◆ Given problem 1
Copy out the rows verbatim, from the start of the rows through the line containing "130,182 -> 157,202", with both ends included. Omit the pictures.

Re: Is enq: TX - row lock contention a wait or syscall

From: Mladen Gogala <gogala.mladen_at_gmail.com>
Date: Tue, 21 Jan 2020 08:46:40 -0500
Message-ID: <12aa0571-1988-baf5-3513-14893a78720d_at_gmail.com>


Hi Stefan!

This applicable only to the systems which do have SVR4 IPC and are using the traditional Oracle process architecture. I would also add that this is a strong argument in favor of the threaded architecture which doesn't utilize SVR4 IPC nearly as much as the traditional architecture. The reason is precisely the prevalence of the system calls in the traditional architecture. As you are aware, a system service call is actually a system trap, performing "switch mode to kernel" operation which requires saving all the user mode registers on the stack and an interrupt to change the processor modes. Now, interrupt processing is expensive and is to be avoided if possible. On the other hand, your analysis is not applicable to threaded systems, like Windows, so it cannot be considered a general case.

◆ Given problem 2
In the message about row lock contention, what does the writer say a system service call actually is?

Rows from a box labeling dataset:
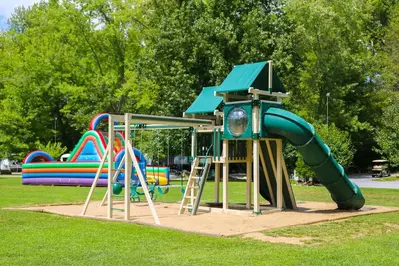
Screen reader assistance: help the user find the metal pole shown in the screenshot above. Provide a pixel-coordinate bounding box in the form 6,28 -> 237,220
54,117 -> 57,143
326,92 -> 330,131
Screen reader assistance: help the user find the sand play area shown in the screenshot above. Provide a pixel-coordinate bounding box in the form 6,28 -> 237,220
12,201 -> 399,238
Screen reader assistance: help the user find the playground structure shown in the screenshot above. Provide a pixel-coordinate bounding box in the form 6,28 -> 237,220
81,61 -> 365,224
22,113 -> 169,186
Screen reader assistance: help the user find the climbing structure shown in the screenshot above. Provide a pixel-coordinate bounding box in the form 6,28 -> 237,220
184,61 -> 365,213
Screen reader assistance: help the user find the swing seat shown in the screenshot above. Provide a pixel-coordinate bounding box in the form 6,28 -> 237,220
130,183 -> 157,202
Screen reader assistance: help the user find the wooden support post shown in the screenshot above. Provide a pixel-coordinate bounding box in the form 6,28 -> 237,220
252,94 -> 260,213
223,140 -> 229,211
215,163 -> 220,203
276,139 -> 283,209
281,155 -> 298,210
246,140 -> 252,210
259,142 -> 276,206
81,145 -> 110,215
191,128 -> 197,160
106,115 -> 115,219
190,129 -> 197,206
124,113 -> 132,221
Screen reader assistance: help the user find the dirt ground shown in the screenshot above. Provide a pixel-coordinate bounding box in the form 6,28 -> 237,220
7,201 -> 399,244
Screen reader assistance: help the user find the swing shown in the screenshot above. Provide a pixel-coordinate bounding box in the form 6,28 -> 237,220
130,182 -> 157,202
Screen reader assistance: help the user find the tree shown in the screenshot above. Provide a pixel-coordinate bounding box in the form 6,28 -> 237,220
376,92 -> 399,166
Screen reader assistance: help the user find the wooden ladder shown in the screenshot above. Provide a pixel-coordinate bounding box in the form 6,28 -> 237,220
179,156 -> 212,215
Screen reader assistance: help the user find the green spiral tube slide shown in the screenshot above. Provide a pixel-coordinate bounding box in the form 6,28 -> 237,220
263,108 -> 365,210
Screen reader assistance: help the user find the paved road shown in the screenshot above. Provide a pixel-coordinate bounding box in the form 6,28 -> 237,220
349,174 -> 399,189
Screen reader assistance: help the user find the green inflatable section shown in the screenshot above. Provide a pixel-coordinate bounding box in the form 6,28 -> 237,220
263,108 -> 365,210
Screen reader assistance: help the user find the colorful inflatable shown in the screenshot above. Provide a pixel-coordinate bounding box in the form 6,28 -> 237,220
22,113 -> 169,186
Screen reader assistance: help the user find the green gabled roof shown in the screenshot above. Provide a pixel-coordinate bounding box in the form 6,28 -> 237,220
218,62 -> 286,93
184,86 -> 223,114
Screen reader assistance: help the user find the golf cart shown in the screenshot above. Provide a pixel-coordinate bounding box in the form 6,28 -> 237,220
371,160 -> 391,177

◆ Written solution 1
Screen reader assistance: help the user find the metal pole shown in the screenshot above. Provide a pixel-coordinate bounding box in the form 6,28 -> 237,220
54,117 -> 57,143
326,92 -> 330,131
Screen reader assistance: help the user find the sand play area shown in the screenshot above. Provide a pixel-coordinate bounding box in the form 6,28 -> 237,220
12,201 -> 399,238
Screen reader assistance: help the user find the playground structure shown in the screenshot above. Provide a pixel-coordinate bounding box in the form 6,28 -> 237,220
81,61 -> 365,224
22,113 -> 169,186
Screen reader assistance: help the user find the climbing structure shown in the screenshot above. Provide a pixel-coordinate bounding box in the form 6,28 -> 237,220
184,61 -> 365,213
Screen reader assistance: help the user find the swing seat shown in the screenshot above. Provide a pixel-coordinate bounding box in the form 6,28 -> 237,220
130,183 -> 157,202
Screen reader assistance: help the user find the wooden support post shown in the screenshot above. Provide a pixel-coordinate bounding box in the form 6,28 -> 237,220
252,94 -> 260,213
223,140 -> 229,211
215,163 -> 220,203
276,139 -> 283,209
281,155 -> 298,210
246,140 -> 252,210
259,142 -> 276,206
81,145 -> 110,215
191,128 -> 197,160
106,115 -> 115,219
190,129 -> 197,206
124,113 -> 132,221
Screen reader assistance: help the user find the dirt ground shown in the screenshot above. Provide a pixel-coordinate bounding box in the form 6,28 -> 237,220
7,201 -> 399,244
Screen reader assistance: help the user find the swing shown in the screenshot above. Provide a pixel-coordinate bounding box in the form 6,28 -> 237,220
130,182 -> 157,202

◆ Written solution 2
A system trap.